Passage for review section start

Prevalence of Teenage Pregnancy in A Community Hospital of Rural Nepal: A Cross-Sectional Study
Introduction: Teenage pregnancy is a public health concern. Maternal and neonatal health outcomes
are negatively impacted in teenage pregnancy. The objective of the study is to find the prevalence of
teenage pregnancy in a community hospital of rural Nepal.
Methods: A descriptive cross-sectional study was conducted at Okhaldhunga Community Hospital,
Okhaldhunga, Nepal. Ethical approval was taken from the Institutional Review Committee of the
hospital. Data were retrieved from July 2007 to July 2017 from the hospital record books. The total of
7054 records of deliveries were reviewed from the hospital records and whole sampling was done.
Subgroup analysis was done on basis of age, ethnicity, gravida, para, period of gestation, mode of
delivery, maternal or neonatal complications and birth weight. Datas were entered and analyzed
using Microsoft Excel.

Passage for review section end

* [Task to complete]
Return the teenage pregnancy abstract word for word, in full.

Provided records section start

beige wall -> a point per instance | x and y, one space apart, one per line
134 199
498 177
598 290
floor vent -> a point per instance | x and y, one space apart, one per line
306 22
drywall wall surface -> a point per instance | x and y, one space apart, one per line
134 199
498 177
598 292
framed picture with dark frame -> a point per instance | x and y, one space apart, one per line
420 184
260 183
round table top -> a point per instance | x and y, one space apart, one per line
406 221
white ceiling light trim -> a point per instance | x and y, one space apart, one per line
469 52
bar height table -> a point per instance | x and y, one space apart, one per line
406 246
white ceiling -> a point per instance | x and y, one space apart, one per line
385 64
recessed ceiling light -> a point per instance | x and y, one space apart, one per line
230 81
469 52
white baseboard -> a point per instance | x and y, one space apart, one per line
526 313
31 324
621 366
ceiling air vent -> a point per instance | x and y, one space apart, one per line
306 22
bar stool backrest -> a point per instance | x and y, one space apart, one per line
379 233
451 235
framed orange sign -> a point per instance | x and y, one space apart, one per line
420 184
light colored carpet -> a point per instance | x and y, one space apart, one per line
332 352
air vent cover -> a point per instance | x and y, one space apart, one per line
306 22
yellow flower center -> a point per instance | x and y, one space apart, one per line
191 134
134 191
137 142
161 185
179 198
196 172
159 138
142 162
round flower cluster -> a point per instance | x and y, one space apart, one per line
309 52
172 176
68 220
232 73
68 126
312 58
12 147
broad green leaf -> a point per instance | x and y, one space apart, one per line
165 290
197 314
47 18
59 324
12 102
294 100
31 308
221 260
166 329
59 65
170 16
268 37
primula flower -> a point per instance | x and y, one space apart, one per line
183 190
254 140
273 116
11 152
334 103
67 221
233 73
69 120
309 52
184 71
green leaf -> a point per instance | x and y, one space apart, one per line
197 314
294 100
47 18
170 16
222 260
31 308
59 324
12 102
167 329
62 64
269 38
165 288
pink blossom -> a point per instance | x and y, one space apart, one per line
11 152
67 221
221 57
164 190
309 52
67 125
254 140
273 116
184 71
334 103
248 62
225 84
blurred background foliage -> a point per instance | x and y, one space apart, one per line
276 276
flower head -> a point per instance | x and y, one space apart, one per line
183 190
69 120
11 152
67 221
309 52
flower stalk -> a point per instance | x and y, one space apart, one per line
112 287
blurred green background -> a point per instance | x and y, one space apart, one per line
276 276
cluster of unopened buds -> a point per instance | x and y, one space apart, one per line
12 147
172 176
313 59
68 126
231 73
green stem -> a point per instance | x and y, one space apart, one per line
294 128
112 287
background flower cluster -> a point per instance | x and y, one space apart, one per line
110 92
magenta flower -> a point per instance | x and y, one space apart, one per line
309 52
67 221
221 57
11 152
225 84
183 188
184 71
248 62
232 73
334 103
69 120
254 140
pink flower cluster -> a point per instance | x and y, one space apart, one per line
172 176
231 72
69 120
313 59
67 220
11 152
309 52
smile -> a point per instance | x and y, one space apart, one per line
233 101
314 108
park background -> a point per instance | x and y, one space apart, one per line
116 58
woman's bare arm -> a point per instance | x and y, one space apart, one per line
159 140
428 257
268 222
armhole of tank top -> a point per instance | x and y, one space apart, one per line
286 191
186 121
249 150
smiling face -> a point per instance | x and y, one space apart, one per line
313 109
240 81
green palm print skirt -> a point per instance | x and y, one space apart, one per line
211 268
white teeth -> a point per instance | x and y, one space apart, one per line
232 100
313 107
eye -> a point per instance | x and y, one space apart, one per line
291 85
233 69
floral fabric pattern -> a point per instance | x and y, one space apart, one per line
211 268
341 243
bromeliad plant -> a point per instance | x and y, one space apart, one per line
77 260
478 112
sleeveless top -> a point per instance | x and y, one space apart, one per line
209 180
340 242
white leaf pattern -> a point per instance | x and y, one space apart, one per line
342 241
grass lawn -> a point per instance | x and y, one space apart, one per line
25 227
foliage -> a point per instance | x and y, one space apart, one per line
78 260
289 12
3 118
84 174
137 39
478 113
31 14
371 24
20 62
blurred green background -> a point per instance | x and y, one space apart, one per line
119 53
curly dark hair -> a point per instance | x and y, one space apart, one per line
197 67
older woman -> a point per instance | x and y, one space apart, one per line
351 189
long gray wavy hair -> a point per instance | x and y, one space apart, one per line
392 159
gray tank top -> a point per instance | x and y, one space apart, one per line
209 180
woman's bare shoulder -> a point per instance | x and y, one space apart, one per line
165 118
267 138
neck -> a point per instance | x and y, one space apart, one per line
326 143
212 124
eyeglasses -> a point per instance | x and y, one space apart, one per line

Provided records section end

* [Answer space]
Prevalence of Teenage Pregnancy in A Community Hospital of Rural Nepal: A Cross-Sectional Study
Introduction: Teenage pregnancy is a public health concern. Maternal and neonatal health outcomes
are negatively impacted in teenage pregnancy. The objective of the study is to find the prevalence of
teenage pregnancy in a community hospital of rural Nepal.
Methods: A descriptive cross-sectional study was conducted at Okhaldhunga Community Hospital,
Okhaldhunga, Nepal. Ethical approval was taken from the Institutional Review Committee of the
hospital. Data were retrieved from July 2007 to July 2017 from the hospital record books. The total of
7054 records of deliveries were reviewed from the hospital records and whole sampling was done.
Subgroup analysis was done on basis of age, ethnicity, gravida, para, period of gestation, mode of
delivery, maternal or neonatal complications and birth weight. Datas were entered and analyzed
using Microsoft Excel.